» Records for this exercise
-*-*-
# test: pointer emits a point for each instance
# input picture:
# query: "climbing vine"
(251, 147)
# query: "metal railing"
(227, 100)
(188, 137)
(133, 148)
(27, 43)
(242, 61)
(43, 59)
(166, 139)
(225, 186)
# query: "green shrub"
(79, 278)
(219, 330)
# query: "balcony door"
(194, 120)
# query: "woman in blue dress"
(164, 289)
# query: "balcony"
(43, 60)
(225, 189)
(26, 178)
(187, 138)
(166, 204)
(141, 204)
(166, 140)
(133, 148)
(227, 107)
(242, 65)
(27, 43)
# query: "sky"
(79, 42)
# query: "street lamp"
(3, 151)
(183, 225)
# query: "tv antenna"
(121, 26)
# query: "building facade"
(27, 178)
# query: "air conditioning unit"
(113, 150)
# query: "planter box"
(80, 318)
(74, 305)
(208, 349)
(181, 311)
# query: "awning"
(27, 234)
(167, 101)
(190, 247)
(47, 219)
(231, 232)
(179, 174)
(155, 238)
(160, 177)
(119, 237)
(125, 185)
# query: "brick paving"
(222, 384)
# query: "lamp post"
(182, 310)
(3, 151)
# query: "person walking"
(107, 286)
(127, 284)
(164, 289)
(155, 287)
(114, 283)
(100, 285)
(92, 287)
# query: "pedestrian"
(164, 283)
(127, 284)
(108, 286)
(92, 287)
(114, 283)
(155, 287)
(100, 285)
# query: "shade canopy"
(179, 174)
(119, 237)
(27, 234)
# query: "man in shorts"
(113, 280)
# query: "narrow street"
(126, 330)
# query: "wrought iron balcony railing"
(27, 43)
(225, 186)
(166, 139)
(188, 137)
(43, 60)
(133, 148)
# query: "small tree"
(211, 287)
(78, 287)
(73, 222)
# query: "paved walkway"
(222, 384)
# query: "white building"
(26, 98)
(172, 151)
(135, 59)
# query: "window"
-*-*-
» Problem details
Reproduce all data above, unchanged.

» Answer for this exercise
# test: pointer emits a point for each instance
# input picture:
# query: "climbing vine"
(251, 147)
# query: "metal railing"
(227, 100)
(188, 137)
(133, 148)
(27, 43)
(242, 61)
(43, 59)
(166, 139)
(225, 186)
# query: "green shrub"
(79, 278)
(219, 330)
# query: "balcony door"
(194, 120)
# query: "woman in blue dress"
(164, 289)
# query: "balcony"
(43, 60)
(225, 189)
(26, 178)
(187, 138)
(166, 204)
(141, 204)
(166, 140)
(133, 148)
(227, 107)
(242, 65)
(27, 43)
# query: "sky"
(79, 42)
# query: "street lamp"
(3, 151)
(183, 225)
# query: "tv antenna"
(121, 26)
# query: "building facade"
(27, 178)
# query: "air conditioning unit"
(113, 150)
# query: "planter box"
(80, 318)
(74, 305)
(208, 349)
(181, 311)
# query: "awning"
(27, 234)
(167, 101)
(190, 247)
(47, 219)
(231, 232)
(179, 174)
(155, 238)
(160, 177)
(119, 237)
(125, 185)
# query: "brick paving"
(222, 384)
# query: "lamp post"
(182, 310)
(3, 151)
# query: "person walking"
(107, 286)
(127, 284)
(164, 289)
(155, 287)
(114, 283)
(100, 285)
(92, 287)
# query: "pedestrian"
(164, 283)
(127, 284)
(108, 286)
(92, 287)
(114, 283)
(155, 287)
(100, 285)
# query: "shade canopy"
(179, 174)
(119, 237)
(27, 234)
# query: "man in shorts"
(113, 280)
# query: "narrow street"
(126, 330)
# query: "wrought iron balcony railing"
(27, 43)
(225, 186)
(166, 139)
(188, 137)
(43, 60)
(133, 148)
# query: "small tree"
(211, 287)
(78, 287)
(73, 222)
# query: "paved walkway"
(222, 384)
# query: "white building"
(26, 98)
(172, 151)
(135, 59)
# query: "window"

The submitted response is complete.